Source passage
--- START ---
If coming out as "gay" was hard...  coming out as trans is like climbing a mountain.  And it certainly isn't wrapped up in a nice "fable"-type package where the good guy (that's me) learns a tidy message  It is a process and is in now way complete.

There are many contributing factors as to why its hard to come out as a transmasculine genderqueer boi (that's what I choose for a gender today), but it is mostly steeped in the fact that our society believes in "2 and 2 only" genders.  Most people believe that you are born with a penis and you are male, or a vagina will make you female, end of sentence, no variations.  People with a more evolved view of sex and gender may understand that there are people who are born with one set of organs, but their identity indicates the opposite sex (ex. a person born with a penis who is actually a female).  But there are few who can dig deep enough to understand there are those of us who live in the middle of the two...

When I have tried to explain to people that I am neither male nor female, I am usually met with a blank stare (at best) or the denial that being neither M nor F, Adam nor Eve, Romeo nor Juliette isn't even a valid identity.  Similar to "its only a phase", after a while being repetitively told that your identity isn't real makes it hard for you to feel like you have a place.  The more times people tell you your identity doesn't exist, the more you feel like you aren't doing your own "identity" incorrectly and you begin to ware at the corners, and assimilate into molds where it is "easier" to be understood.

This is from the portion of my life when I lived by myself
and dressed up like Kid Rock for fun (before he turned into
a dick).  Also... just a note, that is a fake goatee and my
real goatee now is far more lush.
--- END ---
Data excerpts
--- START ---
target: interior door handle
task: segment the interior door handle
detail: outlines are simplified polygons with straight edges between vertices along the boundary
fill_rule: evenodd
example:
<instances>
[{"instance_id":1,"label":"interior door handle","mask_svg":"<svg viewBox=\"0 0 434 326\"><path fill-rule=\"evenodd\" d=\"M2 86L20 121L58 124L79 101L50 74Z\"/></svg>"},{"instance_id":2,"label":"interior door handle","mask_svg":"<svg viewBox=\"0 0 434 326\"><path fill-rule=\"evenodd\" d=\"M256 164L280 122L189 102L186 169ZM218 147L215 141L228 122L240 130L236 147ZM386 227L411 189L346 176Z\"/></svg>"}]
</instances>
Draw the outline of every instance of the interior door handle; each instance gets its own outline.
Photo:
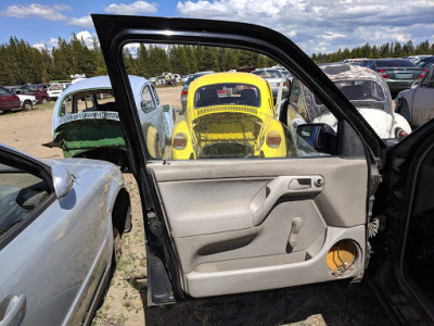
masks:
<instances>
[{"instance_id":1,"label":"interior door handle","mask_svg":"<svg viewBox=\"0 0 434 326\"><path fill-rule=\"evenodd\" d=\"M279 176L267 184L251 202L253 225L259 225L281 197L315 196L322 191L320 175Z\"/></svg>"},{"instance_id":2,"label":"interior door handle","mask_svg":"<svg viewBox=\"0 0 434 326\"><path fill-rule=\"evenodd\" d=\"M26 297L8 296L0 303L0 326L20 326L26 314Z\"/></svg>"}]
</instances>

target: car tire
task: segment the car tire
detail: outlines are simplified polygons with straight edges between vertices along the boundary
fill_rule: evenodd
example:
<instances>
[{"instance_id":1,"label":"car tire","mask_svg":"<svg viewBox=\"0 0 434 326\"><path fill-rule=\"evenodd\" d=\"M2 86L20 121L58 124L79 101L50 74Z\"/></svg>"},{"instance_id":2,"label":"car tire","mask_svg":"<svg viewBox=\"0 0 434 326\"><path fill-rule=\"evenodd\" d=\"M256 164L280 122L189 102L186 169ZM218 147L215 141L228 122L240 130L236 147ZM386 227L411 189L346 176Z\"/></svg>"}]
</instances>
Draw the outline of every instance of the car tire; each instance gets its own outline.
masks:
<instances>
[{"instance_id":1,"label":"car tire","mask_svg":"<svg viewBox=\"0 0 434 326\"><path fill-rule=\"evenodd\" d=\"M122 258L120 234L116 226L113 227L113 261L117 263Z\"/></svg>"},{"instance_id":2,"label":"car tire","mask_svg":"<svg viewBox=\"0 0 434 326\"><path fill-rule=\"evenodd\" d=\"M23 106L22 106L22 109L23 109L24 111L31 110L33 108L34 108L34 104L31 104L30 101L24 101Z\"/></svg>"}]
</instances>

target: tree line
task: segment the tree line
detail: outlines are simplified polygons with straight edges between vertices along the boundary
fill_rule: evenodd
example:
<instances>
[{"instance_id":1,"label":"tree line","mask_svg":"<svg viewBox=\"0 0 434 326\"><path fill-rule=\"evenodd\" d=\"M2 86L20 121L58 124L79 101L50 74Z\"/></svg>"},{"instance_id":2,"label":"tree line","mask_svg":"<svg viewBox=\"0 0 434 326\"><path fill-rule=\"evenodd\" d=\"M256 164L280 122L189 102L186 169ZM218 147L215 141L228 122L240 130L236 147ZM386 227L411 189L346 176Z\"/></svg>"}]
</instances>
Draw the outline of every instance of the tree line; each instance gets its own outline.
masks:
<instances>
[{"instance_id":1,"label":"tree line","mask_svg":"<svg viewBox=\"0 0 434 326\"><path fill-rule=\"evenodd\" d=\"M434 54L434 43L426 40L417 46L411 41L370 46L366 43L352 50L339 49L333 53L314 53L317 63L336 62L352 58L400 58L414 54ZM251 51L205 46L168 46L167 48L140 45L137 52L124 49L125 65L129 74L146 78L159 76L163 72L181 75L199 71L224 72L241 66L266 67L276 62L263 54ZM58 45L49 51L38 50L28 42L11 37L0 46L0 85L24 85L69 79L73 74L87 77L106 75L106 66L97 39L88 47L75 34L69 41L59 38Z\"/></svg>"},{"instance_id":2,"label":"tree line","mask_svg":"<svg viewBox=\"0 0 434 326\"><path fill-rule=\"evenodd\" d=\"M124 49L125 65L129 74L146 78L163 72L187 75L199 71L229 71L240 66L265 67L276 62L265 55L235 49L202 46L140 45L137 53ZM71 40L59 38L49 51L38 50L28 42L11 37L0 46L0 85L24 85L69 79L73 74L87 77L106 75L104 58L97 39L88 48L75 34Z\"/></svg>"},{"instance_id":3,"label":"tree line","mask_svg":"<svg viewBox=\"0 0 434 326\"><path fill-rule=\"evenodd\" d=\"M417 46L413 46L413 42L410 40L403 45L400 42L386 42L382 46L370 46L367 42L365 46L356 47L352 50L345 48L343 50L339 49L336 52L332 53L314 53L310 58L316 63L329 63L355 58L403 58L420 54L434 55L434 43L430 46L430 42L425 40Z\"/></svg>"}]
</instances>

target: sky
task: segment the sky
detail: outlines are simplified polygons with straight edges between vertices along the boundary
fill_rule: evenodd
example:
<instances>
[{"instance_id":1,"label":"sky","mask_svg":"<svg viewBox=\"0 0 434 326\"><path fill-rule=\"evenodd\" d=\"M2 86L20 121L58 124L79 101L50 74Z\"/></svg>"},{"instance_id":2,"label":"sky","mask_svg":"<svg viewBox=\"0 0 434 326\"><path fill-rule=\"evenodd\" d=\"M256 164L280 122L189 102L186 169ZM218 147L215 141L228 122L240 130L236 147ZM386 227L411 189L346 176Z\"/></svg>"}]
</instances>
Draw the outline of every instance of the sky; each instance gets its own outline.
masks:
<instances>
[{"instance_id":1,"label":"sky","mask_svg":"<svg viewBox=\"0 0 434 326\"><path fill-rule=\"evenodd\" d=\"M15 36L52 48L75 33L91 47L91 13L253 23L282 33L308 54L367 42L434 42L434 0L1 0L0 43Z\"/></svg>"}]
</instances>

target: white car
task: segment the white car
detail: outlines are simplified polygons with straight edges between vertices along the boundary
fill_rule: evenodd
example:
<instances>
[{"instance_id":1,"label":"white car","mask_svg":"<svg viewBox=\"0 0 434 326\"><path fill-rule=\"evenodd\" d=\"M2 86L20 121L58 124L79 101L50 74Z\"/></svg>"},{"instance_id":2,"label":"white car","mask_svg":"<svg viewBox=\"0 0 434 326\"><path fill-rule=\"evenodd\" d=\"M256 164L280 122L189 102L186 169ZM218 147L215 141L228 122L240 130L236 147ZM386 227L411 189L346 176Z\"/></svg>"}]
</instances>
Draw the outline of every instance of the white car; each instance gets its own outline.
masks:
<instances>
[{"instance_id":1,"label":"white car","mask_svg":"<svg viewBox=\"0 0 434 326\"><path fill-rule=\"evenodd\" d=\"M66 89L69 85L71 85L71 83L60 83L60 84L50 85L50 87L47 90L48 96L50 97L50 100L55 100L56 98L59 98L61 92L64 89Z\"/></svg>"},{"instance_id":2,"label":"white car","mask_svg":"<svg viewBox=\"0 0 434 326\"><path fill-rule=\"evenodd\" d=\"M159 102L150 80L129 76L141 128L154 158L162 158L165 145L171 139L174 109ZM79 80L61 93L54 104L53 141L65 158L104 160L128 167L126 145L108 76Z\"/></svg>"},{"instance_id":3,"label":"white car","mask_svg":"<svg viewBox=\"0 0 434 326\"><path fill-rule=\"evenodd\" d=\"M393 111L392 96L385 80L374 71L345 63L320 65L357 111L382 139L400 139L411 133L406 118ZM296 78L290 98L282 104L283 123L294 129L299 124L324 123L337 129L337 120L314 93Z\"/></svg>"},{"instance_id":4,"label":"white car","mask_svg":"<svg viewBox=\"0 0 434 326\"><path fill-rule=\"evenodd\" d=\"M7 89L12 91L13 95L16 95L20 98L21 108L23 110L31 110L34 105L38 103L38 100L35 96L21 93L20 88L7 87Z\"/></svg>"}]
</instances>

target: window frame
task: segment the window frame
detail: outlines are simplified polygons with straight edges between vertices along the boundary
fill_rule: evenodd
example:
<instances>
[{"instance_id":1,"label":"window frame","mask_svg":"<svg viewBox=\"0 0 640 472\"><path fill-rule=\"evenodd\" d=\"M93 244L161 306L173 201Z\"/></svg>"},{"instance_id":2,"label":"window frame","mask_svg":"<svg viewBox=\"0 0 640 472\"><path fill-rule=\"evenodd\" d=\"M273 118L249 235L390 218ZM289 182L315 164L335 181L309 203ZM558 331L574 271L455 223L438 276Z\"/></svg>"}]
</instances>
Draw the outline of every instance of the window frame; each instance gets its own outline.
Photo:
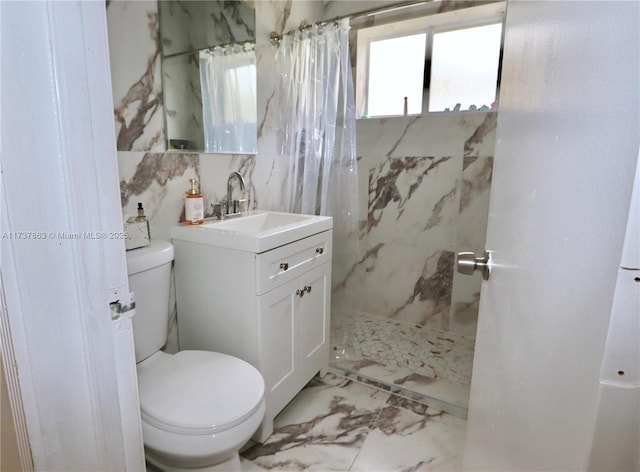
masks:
--- END ---
--- START ---
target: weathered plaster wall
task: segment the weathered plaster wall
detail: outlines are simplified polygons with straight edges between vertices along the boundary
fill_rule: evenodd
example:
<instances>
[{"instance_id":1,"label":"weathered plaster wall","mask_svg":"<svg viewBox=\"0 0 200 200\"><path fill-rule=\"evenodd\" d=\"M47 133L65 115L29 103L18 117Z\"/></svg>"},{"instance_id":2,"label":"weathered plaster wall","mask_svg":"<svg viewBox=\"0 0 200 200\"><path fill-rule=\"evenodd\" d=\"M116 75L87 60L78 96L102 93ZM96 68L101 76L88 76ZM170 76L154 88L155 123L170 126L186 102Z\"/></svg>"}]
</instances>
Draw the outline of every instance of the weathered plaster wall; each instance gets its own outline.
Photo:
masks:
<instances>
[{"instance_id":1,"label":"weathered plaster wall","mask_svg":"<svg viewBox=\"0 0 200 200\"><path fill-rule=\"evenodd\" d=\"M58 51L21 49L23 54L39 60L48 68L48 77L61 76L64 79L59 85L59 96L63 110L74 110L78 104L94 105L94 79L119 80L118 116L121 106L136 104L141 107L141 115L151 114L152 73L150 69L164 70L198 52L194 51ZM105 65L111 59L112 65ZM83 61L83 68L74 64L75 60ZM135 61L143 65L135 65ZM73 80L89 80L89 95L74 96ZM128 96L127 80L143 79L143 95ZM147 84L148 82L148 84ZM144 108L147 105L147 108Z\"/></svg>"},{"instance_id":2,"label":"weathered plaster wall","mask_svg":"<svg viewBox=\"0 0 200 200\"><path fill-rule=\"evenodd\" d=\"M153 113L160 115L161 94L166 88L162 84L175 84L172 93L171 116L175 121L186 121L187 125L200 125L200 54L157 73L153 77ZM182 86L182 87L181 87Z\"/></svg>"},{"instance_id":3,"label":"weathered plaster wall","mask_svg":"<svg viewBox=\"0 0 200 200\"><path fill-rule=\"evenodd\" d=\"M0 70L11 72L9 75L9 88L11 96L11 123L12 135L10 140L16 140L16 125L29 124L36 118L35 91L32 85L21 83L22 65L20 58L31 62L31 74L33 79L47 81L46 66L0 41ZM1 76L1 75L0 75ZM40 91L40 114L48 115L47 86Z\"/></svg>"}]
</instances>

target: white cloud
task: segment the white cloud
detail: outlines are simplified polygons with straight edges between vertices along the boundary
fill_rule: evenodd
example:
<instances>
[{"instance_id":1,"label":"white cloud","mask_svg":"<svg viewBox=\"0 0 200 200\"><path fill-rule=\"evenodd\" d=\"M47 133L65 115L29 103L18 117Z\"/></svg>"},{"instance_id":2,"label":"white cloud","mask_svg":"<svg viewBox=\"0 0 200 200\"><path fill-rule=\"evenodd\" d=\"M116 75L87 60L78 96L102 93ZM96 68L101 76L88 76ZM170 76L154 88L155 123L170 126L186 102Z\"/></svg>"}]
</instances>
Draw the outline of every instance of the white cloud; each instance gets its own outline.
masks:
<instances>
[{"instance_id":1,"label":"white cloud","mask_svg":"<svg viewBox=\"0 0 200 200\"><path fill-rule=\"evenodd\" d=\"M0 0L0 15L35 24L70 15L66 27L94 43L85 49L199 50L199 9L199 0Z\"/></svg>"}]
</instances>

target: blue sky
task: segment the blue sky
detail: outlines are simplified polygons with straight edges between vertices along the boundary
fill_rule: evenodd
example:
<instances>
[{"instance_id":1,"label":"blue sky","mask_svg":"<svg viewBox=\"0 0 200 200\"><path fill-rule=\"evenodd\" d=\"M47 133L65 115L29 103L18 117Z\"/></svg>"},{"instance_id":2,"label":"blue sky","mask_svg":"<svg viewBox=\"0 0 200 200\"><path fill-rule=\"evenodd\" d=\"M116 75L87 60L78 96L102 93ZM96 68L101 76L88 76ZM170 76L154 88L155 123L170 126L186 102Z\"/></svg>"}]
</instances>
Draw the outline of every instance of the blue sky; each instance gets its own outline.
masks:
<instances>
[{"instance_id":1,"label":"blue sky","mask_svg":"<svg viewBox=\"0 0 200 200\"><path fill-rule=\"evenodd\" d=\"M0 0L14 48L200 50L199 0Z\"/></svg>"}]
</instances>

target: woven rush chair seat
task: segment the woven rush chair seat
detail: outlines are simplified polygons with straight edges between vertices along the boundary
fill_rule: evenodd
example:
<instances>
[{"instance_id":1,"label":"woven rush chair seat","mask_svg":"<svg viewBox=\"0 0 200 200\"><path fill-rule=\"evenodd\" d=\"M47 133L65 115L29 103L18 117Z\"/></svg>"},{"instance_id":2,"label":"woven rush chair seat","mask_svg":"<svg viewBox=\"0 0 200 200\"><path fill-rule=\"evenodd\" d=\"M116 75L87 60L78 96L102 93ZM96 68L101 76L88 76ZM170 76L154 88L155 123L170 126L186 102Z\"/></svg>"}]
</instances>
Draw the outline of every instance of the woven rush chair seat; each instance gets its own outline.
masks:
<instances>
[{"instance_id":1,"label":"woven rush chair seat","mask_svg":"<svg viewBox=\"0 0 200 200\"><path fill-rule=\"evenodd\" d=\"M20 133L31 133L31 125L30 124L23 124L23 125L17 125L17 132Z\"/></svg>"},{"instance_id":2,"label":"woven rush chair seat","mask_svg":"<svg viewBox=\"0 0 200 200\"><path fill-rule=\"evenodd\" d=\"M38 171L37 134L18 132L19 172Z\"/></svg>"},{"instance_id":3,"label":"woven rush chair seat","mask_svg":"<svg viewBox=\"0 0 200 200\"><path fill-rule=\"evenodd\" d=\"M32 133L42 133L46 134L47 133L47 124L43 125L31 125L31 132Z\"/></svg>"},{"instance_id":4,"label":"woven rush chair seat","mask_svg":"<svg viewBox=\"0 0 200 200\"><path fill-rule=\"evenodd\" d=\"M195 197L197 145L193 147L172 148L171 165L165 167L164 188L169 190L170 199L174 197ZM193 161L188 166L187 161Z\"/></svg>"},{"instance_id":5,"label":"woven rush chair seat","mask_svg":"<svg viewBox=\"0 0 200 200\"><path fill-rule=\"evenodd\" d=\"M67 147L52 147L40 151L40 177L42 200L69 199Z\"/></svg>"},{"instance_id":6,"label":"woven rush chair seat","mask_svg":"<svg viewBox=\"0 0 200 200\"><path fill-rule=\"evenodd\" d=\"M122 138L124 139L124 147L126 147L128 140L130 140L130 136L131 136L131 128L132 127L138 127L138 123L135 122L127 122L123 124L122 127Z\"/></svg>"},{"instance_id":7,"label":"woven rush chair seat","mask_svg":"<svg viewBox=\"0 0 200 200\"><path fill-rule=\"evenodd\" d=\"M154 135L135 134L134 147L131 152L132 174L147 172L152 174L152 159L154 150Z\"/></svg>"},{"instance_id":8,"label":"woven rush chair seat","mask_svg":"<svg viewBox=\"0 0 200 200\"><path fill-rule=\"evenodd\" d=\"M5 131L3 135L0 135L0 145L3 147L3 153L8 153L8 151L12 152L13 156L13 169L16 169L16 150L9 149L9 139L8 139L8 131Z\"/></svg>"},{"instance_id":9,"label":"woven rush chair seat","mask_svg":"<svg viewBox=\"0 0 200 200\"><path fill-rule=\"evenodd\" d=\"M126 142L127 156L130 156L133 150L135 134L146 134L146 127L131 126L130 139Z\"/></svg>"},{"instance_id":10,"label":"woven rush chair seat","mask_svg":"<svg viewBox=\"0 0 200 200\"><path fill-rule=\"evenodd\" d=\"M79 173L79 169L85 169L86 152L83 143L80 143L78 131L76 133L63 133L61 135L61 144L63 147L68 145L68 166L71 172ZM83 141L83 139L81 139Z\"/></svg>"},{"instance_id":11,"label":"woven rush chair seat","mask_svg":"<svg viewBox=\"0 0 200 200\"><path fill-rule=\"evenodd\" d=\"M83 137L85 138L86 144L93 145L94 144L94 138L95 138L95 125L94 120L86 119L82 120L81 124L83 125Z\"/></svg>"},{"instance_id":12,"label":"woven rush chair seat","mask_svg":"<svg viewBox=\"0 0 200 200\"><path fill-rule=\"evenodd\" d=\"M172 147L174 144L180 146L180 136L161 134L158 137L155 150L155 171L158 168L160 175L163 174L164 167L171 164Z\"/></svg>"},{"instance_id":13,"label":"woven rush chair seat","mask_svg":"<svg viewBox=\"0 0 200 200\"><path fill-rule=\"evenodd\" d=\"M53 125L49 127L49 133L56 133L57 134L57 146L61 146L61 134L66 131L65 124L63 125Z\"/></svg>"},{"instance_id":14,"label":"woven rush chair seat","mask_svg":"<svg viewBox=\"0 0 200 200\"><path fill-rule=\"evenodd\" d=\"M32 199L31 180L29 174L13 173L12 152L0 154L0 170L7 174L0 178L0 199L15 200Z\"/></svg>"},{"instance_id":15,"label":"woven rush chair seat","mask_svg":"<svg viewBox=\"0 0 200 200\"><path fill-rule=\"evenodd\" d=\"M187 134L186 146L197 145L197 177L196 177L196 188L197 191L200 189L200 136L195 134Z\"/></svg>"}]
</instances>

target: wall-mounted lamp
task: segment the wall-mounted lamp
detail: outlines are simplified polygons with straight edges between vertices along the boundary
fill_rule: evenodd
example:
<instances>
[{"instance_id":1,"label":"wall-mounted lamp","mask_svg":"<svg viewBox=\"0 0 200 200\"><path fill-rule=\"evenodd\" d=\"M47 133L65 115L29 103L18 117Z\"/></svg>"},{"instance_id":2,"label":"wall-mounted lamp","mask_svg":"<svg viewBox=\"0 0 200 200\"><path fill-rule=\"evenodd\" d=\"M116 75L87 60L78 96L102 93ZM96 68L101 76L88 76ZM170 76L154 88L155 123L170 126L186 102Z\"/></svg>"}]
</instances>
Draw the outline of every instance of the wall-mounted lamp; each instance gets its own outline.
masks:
--- END ---
Work order
Write the next part of the personal essay about coming out as a transmasculine genderqueer boi, picking up after its final line.

Answer area
When I became pregnant, I wanted to do it on my own terms.  It was imperative that my identity as a trans-identified pregnant person was understood and respected, especially by our care team.  There is so much vulnerability in a birthing situation for ALL people, but with my discomfort with my body, I feel like I was more vulnerable than most.  I have certainly had my fair share of being made to feel uncomfortable in my own skin by people in medical professionals...  Once, when discussing how I felt like I was never fully female with a THERAPIST,  she asked, "But you don't want to HAVE a penis, DO YOU?!?"... not that I will be discussing with you Madame Therapist...

These types of experiences over a lifetime left me weary that anyone would/could ever "get" me.  I had become conditioned to be misunderstood, or doubted.  This was not the experience I got from those who we chose to work with for our birth.  For the first time in my life, I felt like I could talk about who I was without being shut down, dismissed or silenced.  Our midwife group, our doula, and our lactation consultant all took special care to make sure that they were sensitive to this special caveat of my identity. ( I find it very sad that only after 31 years of life do I feel like I was respected as a whole person in a medical situation.)  What is even more interesting, is the more my gender identity was validated, the less it made a damn bit of difference.  For the first time I really feel like I really was existing in a space that was free from the rules of male and female...  Where I could just be myself free from the constraints of societal pressures to do or be anything.  When we gave birth at OSU hospital, with a full goatee and a buzzed head, you would have thought that everyone who had ever given birth there was a transmaculine guy with a wife who was planning on doing the breastfeeding...

Really being  "heard" has finally made it easier to "speak" about who I am.  All the "its just a phases" and "you have to choose male or female" have faded away a bit.  Obviously, my work to continue to speak my truth has just begun, but I after having the experience of validation, I can no longer be complacent in silence.